**WHAT THIS EXERCISE ASKS**
A – According to the commentary on Banco Popular, why do opposition lawmakers say the bank is being treated with kid gloves? Answer in one to three sentences.
B – List every person mentioned by name in the commentary on Banco Popular.
C – Please pick up the commentary on Banco Popular's political ties after its last sentence and carry it forward.

Banco Popular's Political Ties Cushion Blow From Case

by Iván Román

Commentary, ORLANDO SENTINEL


February 2, 2003
Copyright © 2003 ORLANDO SENTINEL. All rights reserved. 

SAN JUAN, Puerto Rico -- It wasn't just the gym bags or paper sacks full of millions of dollars in small bills to be deposited into questionable bank accounts that shocked legislators and the public the most.

Perplexed lawmakers reeled in disbelief when they learned that a branch manager at Banco Popular de Puerto Rico, one of the island's largest and most reputable financial institutions, requested additional armored-truck runs just for that client and no red flags went up.

It turns out that from 1995 to 1998, now-convicted money launderer Roberto Ferrario Pozzi had fed the accounts with $28.3 million in drug money.

The transactions at three branches by three shady clients seemed so brazen that bank officials took the extremely unusual step of admitting they violated the Banking Secrecy Act and agreed to pay the U.S. Treasury Department a $21.6 million fine -- one of the largest of its kind -- to avoid criminal prosecution.

Economists and some politicians, focused on other scandals such as that of a former House speaker convicted on corruption charges that same day, seemed to give little importance to the unprecedented agreement announced Jan. 16. For the threat of an indictment to go away, Banco Popular has a year to put all detection and reporting systems in place.

Opposition lawmakers say that because Gov. Sila Calderón is a major stockholder, this institution that's also part of the island's social fabric is being treated with kid gloves. Bank President Richard Carrión's ties to Calderón's Popular Democratic Party are well known, and the bank continues to get millions of dollars in government contracts every year.

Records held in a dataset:

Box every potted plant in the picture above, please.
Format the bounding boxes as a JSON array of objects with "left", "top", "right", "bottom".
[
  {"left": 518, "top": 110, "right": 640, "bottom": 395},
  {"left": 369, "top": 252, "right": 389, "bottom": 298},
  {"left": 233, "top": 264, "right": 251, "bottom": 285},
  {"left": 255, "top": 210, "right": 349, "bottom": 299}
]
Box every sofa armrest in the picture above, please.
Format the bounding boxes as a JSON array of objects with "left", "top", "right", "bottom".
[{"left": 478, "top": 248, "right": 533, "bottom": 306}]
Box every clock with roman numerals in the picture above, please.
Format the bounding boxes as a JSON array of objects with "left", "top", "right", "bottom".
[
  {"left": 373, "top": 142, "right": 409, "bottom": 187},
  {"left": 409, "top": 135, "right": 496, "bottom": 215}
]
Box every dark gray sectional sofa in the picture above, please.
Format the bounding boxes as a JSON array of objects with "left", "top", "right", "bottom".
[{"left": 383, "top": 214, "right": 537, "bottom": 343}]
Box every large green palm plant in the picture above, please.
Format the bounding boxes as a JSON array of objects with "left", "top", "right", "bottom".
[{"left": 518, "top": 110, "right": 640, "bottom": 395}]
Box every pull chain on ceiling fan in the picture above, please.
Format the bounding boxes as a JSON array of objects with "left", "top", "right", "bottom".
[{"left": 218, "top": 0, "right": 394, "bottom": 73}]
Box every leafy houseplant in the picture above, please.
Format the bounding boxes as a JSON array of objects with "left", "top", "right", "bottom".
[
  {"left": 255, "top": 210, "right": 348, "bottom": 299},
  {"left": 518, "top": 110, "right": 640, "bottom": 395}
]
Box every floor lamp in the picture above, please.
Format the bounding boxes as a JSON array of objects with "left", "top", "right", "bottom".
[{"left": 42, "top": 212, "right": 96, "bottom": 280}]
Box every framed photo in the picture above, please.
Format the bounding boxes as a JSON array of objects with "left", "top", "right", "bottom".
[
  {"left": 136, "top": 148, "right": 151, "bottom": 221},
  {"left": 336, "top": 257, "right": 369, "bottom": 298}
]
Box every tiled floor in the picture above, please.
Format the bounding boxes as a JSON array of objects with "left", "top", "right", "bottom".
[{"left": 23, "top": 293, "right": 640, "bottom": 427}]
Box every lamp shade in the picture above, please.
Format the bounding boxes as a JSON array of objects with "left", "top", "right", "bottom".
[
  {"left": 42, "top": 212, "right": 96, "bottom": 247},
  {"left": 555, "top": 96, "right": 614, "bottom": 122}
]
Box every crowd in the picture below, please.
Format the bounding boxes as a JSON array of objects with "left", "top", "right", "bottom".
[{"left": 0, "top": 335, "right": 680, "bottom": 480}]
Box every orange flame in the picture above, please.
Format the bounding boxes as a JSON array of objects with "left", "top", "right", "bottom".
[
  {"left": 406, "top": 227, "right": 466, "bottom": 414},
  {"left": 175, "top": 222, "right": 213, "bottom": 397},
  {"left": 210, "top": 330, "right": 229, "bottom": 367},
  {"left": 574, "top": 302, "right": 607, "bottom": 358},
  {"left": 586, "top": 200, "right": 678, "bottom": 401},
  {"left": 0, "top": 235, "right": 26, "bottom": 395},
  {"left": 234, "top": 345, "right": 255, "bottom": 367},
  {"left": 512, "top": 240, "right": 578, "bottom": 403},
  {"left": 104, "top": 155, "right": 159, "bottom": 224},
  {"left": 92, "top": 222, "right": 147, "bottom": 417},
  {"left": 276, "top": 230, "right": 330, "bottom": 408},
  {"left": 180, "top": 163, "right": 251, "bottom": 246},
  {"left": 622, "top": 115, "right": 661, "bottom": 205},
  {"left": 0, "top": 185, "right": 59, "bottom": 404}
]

**RESULTS**
A – Opposition lawmakers say the bank is being treated with kid gloves because Gov. Sila Calderón is a major stockholder in it.

B –
- Iván Román
- Roberto Ferrario Pozzi
- Sila Calderón
- Richard Carrión

C –
"We just can't leave it the way it is. People aren't that stupid," said Rep. Iris Miriam Ruiz of the pro-statehood New Progressive Party as she filed a House resolution to investigate the bank. "People call in to the radio stations wanting to know why the government doesn't do anything."

Local officials said they'd look into it, but warned that anything they found would likely be forwarded to federal agencies monitoring the deal. After top bank officials arrived to lobby at the Capitol, Senate resolutions calling for a probe into the matter were halted and watered down.

That was until they caught so much heat last weekend from critics warning of a cover-up that the full Senate took the unusual step Monday of unanimously approving resolutions presented by the minority they usually tend to ignore.

There was plenty of outrage to go around but experts in money laundering said people should hardly be surprised. Although no one knows for sure, some estimate that $300 billion is laundered worldwide every year and Puerto Rico, a major springboard for drug traffic into the United States from Latin America and the Caribbean, is not immune.

Traffickers who tried to smuggle cash in decades past now use bank accounts, money orders, wire transfers and, more recently, even life insurance policies to clean dirty money and send it abroad. Banks are the most heavily regulated, but problems persist.

"The institutions have to make the effort because any account can be used," said Leo Morales, associate special agent in charge of U.S. Customs in Puerto Rico. "It's always surprising, though, in institutions that one would think would have the mechanisms to avoid it."

They are hardly alone. Broadway National Bank in Manhattan pleaded guilty last November to failing to report $123 million in suspicious deposits. Runners regularly dropped off duffel bags crammed with hundreds of thousands of dollars in small bills. A judge fined the bank $4 million.

An international banker moved more than $500 million in just eight months through Valley National Bank on New York City's Madison Avenue to Brazil and black market currency exchanges in Latin America, officials said. The bank was not charged in the indictments last June, but customs officials seized $15.8 million from certain accounts.

Some experts don't like that double standard. Federal officials crack down hard on Latin American-based banks, the experts said, while letting larger, U.S.-based institutions off the hook for similar transgressions by their employees.

"The Banco Popular case is yesterday's news. They have been doing everything they've been asked to do, yet prosecutors let bigger institutions get away with murder," said Charles Intriago, publisher of Money Laundering Alert newsletter, a leading authority on the subject. "That's outrageous."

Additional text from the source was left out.